**Material**

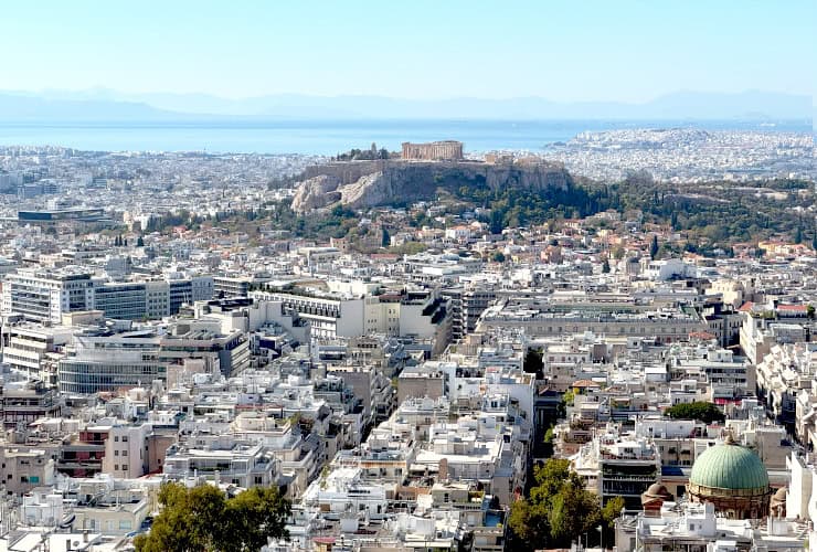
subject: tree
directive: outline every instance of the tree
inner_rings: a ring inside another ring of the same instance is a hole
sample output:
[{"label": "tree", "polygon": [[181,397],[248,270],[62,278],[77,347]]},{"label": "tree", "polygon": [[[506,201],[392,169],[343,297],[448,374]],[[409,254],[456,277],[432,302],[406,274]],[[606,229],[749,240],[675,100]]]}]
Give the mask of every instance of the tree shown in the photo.
[{"label": "tree", "polygon": [[705,401],[679,403],[667,408],[664,414],[673,420],[700,420],[705,424],[723,422],[726,418],[718,406]]},{"label": "tree", "polygon": [[267,538],[288,538],[290,503],[275,487],[254,487],[226,499],[216,487],[188,489],[169,482],[159,491],[162,510],[150,532],[134,539],[137,552],[259,550]]},{"label": "tree", "polygon": [[622,514],[624,510],[624,499],[622,497],[613,497],[607,500],[607,503],[602,508],[602,527],[604,531],[604,542],[613,542],[615,535],[615,523],[616,518]]},{"label": "tree", "polygon": [[528,352],[524,354],[524,361],[522,362],[522,370],[529,374],[537,374],[537,378],[541,379],[543,369],[544,362],[542,361],[542,350],[528,349]]},{"label": "tree", "polygon": [[217,548],[222,552],[255,552],[268,538],[287,538],[289,501],[274,487],[253,487],[230,500],[222,518]]},{"label": "tree", "polygon": [[508,517],[510,550],[567,548],[602,519],[598,497],[584,488],[565,459],[548,459],[534,470],[537,485],[517,500]]}]

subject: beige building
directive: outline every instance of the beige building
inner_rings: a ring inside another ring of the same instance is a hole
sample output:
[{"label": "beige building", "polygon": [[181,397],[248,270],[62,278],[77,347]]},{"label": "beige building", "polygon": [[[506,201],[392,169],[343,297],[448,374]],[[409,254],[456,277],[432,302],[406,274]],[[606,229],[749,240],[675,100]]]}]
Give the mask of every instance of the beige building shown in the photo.
[{"label": "beige building", "polygon": [[463,142],[456,140],[428,144],[403,142],[403,159],[444,161],[463,159]]}]

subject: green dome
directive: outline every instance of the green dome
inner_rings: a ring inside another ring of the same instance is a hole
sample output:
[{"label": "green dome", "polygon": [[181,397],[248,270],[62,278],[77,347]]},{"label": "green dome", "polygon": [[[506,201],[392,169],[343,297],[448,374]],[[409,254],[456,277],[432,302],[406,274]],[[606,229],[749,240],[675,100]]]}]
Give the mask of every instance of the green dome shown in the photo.
[{"label": "green dome", "polygon": [[728,440],[698,457],[689,482],[713,489],[767,490],[768,473],[756,454]]}]

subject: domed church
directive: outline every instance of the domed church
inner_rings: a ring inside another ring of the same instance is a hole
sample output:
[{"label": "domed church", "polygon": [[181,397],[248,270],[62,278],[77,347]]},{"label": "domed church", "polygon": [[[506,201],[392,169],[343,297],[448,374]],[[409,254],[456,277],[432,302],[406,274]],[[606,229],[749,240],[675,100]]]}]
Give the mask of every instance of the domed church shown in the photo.
[{"label": "domed church", "polygon": [[726,518],[761,519],[768,516],[772,488],[760,457],[729,436],[698,457],[687,493],[692,502],[712,503]]}]

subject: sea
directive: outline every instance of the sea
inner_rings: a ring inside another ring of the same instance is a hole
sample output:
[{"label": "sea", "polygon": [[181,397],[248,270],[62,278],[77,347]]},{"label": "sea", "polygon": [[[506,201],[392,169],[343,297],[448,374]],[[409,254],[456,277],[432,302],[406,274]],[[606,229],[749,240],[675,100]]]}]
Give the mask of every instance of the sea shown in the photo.
[{"label": "sea", "polygon": [[351,148],[399,150],[403,141],[454,139],[466,151],[542,151],[583,131],[698,128],[811,135],[811,121],[742,120],[183,120],[3,123],[0,146],[92,151],[204,151],[333,156]]}]

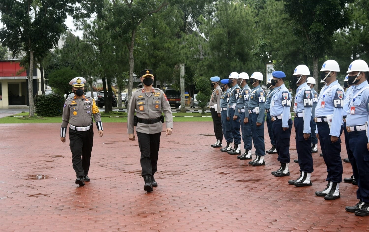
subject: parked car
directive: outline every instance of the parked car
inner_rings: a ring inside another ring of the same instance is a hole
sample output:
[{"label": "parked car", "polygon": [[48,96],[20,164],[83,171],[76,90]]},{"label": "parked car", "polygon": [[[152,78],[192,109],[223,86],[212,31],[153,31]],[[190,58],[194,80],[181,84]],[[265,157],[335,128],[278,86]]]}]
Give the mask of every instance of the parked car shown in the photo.
[{"label": "parked car", "polygon": [[[174,106],[176,108],[178,108],[180,105],[181,94],[179,91],[175,90],[173,89],[167,88],[164,91],[164,93],[166,96],[166,98],[169,101],[169,104],[172,106]],[[180,101],[179,104],[177,103],[178,101]]]},{"label": "parked car", "polygon": [[[97,96],[99,96],[99,94],[100,93],[100,92],[93,92],[93,100],[95,100],[95,102],[97,101]],[[91,97],[91,92],[90,91],[89,91],[87,93],[86,93],[85,96],[86,97]]]},{"label": "parked car", "polygon": [[[115,96],[115,94],[113,91],[111,91],[111,106],[113,107],[117,107],[118,106],[118,102],[117,101],[117,97]],[[97,104],[97,107],[100,108],[103,108],[103,105],[105,105],[105,100],[104,97],[104,91],[101,91],[99,95],[97,96],[97,101],[96,102]]]}]

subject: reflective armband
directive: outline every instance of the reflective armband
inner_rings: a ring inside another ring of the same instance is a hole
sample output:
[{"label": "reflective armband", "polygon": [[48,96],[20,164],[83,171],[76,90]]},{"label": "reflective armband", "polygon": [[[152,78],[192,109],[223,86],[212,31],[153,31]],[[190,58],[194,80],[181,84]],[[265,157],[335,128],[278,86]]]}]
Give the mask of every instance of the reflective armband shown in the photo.
[{"label": "reflective armband", "polygon": [[97,130],[99,131],[103,130],[103,123],[101,122],[96,122],[96,126],[97,127]]},{"label": "reflective armband", "polygon": [[65,134],[66,133],[66,132],[67,132],[66,127],[61,127],[60,137],[62,137],[63,138],[65,138]]}]

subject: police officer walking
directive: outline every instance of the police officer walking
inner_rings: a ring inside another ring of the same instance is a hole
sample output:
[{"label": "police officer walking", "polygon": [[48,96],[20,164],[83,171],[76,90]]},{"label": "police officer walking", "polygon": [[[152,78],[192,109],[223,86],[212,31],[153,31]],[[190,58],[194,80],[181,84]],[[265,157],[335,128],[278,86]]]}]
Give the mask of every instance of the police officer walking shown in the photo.
[{"label": "police officer walking", "polygon": [[220,114],[222,121],[222,129],[223,135],[225,141],[227,141],[227,145],[225,147],[221,148],[220,151],[227,152],[232,149],[232,145],[233,142],[233,136],[232,135],[232,129],[231,128],[230,122],[227,120],[227,109],[228,108],[228,102],[229,101],[230,83],[231,80],[228,79],[223,79],[220,81],[220,87],[223,90],[223,93],[220,98]]},{"label": "police officer walking", "polygon": [[264,122],[265,119],[265,93],[260,84],[263,74],[259,72],[252,73],[250,82],[254,88],[249,98],[248,121],[251,128],[251,135],[255,148],[255,159],[249,162],[253,166],[265,165],[265,144],[264,138]]},{"label": "police officer walking", "polygon": [[166,135],[172,134],[173,119],[166,96],[161,90],[152,87],[152,70],[142,70],[140,72],[140,76],[144,86],[132,94],[128,111],[127,132],[128,139],[134,141],[134,127],[136,126],[141,152],[141,176],[145,181],[144,189],[152,192],[153,186],[158,186],[154,174],[157,170],[160,136],[164,122],[162,111],[165,115]]},{"label": "police officer walking", "polygon": [[241,154],[241,135],[239,133],[240,124],[238,120],[234,120],[235,110],[237,100],[239,97],[241,89],[237,83],[238,73],[235,72],[231,73],[228,79],[232,81],[233,86],[230,92],[230,100],[228,102],[228,109],[227,110],[227,120],[230,122],[232,129],[232,136],[234,142],[234,147],[232,150],[227,152],[230,155],[240,155]]},{"label": "police officer walking", "polygon": [[346,129],[348,132],[350,162],[359,188],[356,205],[348,206],[346,210],[357,216],[369,216],[369,67],[362,60],[353,61],[349,67],[348,84],[354,86],[349,96],[348,108],[346,112]]},{"label": "police officer walking", "polygon": [[96,122],[99,136],[101,137],[104,135],[99,108],[93,98],[83,95],[86,83],[86,80],[80,77],[73,78],[69,82],[74,97],[65,101],[60,128],[60,140],[65,143],[67,127],[68,123],[70,124],[69,136],[72,162],[77,177],[75,183],[79,186],[85,185],[85,181],[90,181],[87,175],[93,142],[92,117]]},{"label": "police officer walking", "polygon": [[311,156],[311,139],[310,125],[312,124],[311,108],[313,96],[311,90],[307,86],[306,80],[310,71],[306,65],[299,65],[293,72],[293,82],[297,85],[295,104],[293,107],[295,117],[293,120],[296,135],[296,150],[300,165],[300,177],[288,181],[299,187],[313,185],[310,180],[313,167]]},{"label": "police officer walking", "polygon": [[[252,138],[251,137],[251,128],[248,123],[249,111],[248,105],[249,96],[251,89],[247,85],[249,75],[246,73],[241,73],[238,75],[238,81],[241,80],[240,85],[242,87],[239,97],[237,101],[236,109],[233,119],[238,120],[241,127],[242,132],[242,140],[244,141],[244,149],[245,152],[237,157],[241,160],[251,159],[251,150],[252,148]],[[247,119],[245,119],[247,118]]]},{"label": "police officer walking", "polygon": [[284,73],[275,71],[272,75],[271,83],[276,87],[276,90],[270,102],[270,117],[273,122],[272,126],[276,138],[277,160],[280,162],[279,168],[272,171],[272,174],[280,177],[290,175],[290,138],[292,129],[290,113],[291,97],[284,85]]},{"label": "police officer walking", "polygon": [[338,84],[337,75],[339,66],[335,60],[328,60],[322,66],[322,80],[326,82],[320,90],[318,106],[315,109],[317,137],[327,165],[327,187],[317,191],[317,196],[324,196],[326,200],[334,200],[341,197],[339,183],[342,181],[343,170],[340,153],[342,133],[342,114],[344,90]]},{"label": "police officer walking", "polygon": [[214,89],[211,93],[209,107],[210,112],[213,118],[213,125],[214,128],[214,133],[217,139],[215,143],[211,145],[213,148],[221,148],[222,140],[223,139],[223,134],[222,130],[222,121],[221,119],[220,99],[223,91],[219,86],[220,77],[213,76],[210,79],[211,81],[211,87]]},{"label": "police officer walking", "polygon": [[272,85],[271,82],[272,77],[270,77],[266,82],[266,87],[270,90],[266,95],[266,101],[265,101],[265,112],[266,112],[266,126],[268,128],[268,134],[269,135],[269,138],[270,139],[270,143],[272,144],[272,148],[266,151],[267,153],[269,154],[275,154],[277,153],[277,149],[276,148],[275,137],[274,133],[273,133],[272,124],[272,117],[270,117],[270,102],[272,101],[272,97],[275,92],[276,89],[275,86]]}]

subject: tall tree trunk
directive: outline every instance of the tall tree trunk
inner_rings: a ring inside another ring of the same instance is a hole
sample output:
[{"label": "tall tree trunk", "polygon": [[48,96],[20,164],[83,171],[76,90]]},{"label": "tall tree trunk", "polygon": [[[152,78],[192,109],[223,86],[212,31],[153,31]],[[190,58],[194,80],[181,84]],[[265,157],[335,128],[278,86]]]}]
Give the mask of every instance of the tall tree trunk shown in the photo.
[{"label": "tall tree trunk", "polygon": [[318,67],[318,56],[314,56],[314,57],[313,58],[313,76],[314,77],[314,78],[315,79],[315,82],[316,84],[314,86],[314,89],[315,90],[319,93],[319,91],[318,90],[319,82],[320,82],[320,80],[319,79],[319,69]]},{"label": "tall tree trunk", "polygon": [[40,62],[40,72],[41,72],[41,91],[42,94],[45,93],[45,86],[44,85],[44,67],[42,66],[42,62]]},{"label": "tall tree trunk", "polygon": [[186,112],[186,105],[184,104],[184,64],[179,65],[179,82],[181,87],[181,110]]},{"label": "tall tree trunk", "polygon": [[33,51],[31,47],[31,39],[28,39],[30,44],[30,67],[28,74],[28,99],[30,102],[30,117],[35,116],[35,106],[33,102]]},{"label": "tall tree trunk", "polygon": [[128,81],[128,101],[127,102],[127,111],[130,105],[131,97],[132,96],[132,89],[133,87],[133,68],[134,67],[135,58],[133,57],[133,48],[135,45],[135,35],[136,29],[132,31],[132,36],[131,37],[131,44],[128,46],[130,52],[130,79]]}]

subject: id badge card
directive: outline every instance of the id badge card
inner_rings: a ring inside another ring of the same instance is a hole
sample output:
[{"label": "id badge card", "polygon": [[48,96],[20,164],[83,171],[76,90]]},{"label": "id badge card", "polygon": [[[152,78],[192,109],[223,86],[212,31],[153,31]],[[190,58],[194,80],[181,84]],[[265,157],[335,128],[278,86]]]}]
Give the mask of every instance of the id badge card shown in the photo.
[{"label": "id badge card", "polygon": [[351,107],[351,110],[350,110],[350,114],[355,114],[355,107],[352,106]]},{"label": "id badge card", "polygon": [[322,104],[320,105],[320,108],[324,109],[325,107],[325,101],[322,101]]}]

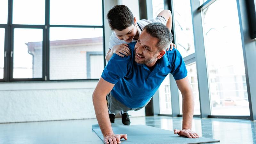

**Work to do**
Find every line above that contains the word "green" and copy each of those lines in full. Case counts, so skip any line where the word appears only with different capital letters.

**Result of the task**
subject: green dome
directive: outline every instance of the green dome
[{"label": "green dome", "polygon": [[181,397],[248,270],[62,278],[77,347]]},{"label": "green dome", "polygon": [[[506,201],[392,169],[343,297],[448,374]],[[409,254],[456,277],[432,302],[406,274]],[[606,229],[749,240],[675,100]]]}]
Give the mask of every instance of the green dome shown in the photo.
[{"label": "green dome", "polygon": [[728,440],[698,457],[689,482],[713,489],[767,490],[768,473],[756,454]]}]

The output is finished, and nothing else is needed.